- _Prompt_
Rewrite the records below, starting at the line that has "of the railing" and going through the end, with "Pointer output" changed to "Marked points" and nothing else altered.

- _Listed entries_
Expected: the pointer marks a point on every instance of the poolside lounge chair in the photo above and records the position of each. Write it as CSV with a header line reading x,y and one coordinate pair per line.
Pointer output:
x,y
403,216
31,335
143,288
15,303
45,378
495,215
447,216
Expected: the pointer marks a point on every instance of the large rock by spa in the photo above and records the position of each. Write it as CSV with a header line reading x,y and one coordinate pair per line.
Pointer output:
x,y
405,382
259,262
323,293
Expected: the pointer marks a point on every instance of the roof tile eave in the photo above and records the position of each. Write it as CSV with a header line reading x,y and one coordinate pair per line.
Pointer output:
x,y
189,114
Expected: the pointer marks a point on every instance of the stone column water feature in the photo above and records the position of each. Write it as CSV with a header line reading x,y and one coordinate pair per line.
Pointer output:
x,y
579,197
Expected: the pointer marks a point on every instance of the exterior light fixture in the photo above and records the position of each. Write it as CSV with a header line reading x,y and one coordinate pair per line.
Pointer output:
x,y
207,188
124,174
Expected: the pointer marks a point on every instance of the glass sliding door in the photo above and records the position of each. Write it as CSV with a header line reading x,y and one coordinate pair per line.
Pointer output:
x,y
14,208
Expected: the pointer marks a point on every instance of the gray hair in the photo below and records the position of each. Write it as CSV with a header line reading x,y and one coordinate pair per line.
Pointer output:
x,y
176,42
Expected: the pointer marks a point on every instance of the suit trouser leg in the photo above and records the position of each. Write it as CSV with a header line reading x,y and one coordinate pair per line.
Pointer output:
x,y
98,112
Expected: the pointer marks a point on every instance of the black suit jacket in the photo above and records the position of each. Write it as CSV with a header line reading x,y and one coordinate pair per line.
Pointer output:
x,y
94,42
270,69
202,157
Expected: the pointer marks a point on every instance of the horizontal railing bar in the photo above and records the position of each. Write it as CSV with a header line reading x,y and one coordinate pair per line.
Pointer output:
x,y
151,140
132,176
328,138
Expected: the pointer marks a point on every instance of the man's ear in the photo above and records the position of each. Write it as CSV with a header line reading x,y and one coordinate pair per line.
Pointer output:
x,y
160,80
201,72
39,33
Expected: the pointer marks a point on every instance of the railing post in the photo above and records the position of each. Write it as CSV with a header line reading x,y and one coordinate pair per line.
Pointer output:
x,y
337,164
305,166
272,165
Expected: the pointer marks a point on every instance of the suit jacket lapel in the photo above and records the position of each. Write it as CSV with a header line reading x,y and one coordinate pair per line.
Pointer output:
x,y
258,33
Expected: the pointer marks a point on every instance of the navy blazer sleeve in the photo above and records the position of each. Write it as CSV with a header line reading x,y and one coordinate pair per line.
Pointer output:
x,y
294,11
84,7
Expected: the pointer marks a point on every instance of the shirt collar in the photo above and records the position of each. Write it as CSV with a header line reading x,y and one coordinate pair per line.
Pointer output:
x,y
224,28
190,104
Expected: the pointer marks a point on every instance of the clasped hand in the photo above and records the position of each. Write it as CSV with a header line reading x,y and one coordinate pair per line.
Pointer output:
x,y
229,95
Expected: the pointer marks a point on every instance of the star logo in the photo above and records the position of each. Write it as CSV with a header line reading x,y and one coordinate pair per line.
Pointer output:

- _Answer for this exercise_
Expected: the pointer marks a point on every instance of the railing post in the photo above and records the position of each. Write it as CSV with a header line reading x,y and one coordinate pair per line.
Marked points:
x,y
337,164
305,166
272,165
Expected: the pointer marks a point on every instance of the suit jacket lapel in the photo above and records the position of each. Write it as CSV with a header line reading x,y and one coordinate pair per line.
Marked points:
x,y
258,33
Expected: the pointer marks a point on every instance of the navy blazer sleeve in the photo above and records the position of each. Write it as CSV with a header line reading x,y and one coordinate pair per line.
Marked points:
x,y
294,11
84,7
Expected: the pointer marks a point on every instance of the shirt collar in the photo above and records the position of each. Write it as CSV with a header line reading x,y and one coordinate pair per line.
Marked points:
x,y
224,28
190,104
Expected: the pointer marks a point on every instance of the clasped hand in the photo above and records the position of each. Write it as CSV with a header line reading x,y and one coordinate pair per line.
Marked points:
x,y
229,95
Expected: the pointer marks a point on every instance of the star logo in the photo above and records the position of each. Write it as CSV with a header line reading x,y and one coordinate pair per line.
Marked points:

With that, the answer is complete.